Region annotation entries

┄┄┄┄┄┄

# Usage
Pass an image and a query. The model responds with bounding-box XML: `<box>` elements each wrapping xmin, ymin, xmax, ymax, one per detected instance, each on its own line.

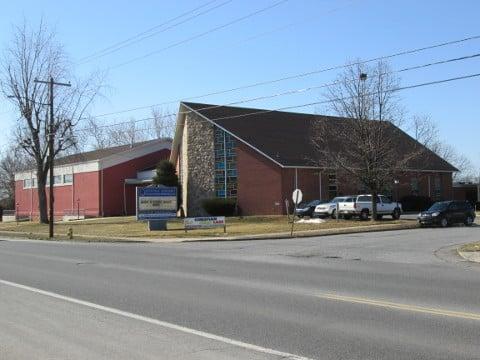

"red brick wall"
<box><xmin>73</xmin><ymin>171</ymin><xmax>101</xmax><ymax>216</ymax></box>
<box><xmin>237</xmin><ymin>143</ymin><xmax>285</xmax><ymax>215</ymax></box>
<box><xmin>100</xmin><ymin>149</ymin><xmax>170</xmax><ymax>216</ymax></box>
<box><xmin>15</xmin><ymin>172</ymin><xmax>100</xmax><ymax>218</ymax></box>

┄┄┄┄┄┄

Work to complete. Reproduce all of the records above, requests included, but add 131 to every bounding-box coordinate in the answers. Leave the pictures out.

Expected answer.
# Usage
Pass an image and a query. The model responds with bounding-box XML: `<box>` elements each wrapping xmin, ymin, xmax, ymax, one per detected instance, each on its own line.


"red brick wall"
<box><xmin>204</xmin><ymin>302</ymin><xmax>232</xmax><ymax>347</ymax></box>
<box><xmin>368</xmin><ymin>274</ymin><xmax>416</xmax><ymax>346</ymax></box>
<box><xmin>231</xmin><ymin>280</ymin><xmax>301</xmax><ymax>347</ymax></box>
<box><xmin>146</xmin><ymin>303</ymin><xmax>231</xmax><ymax>349</ymax></box>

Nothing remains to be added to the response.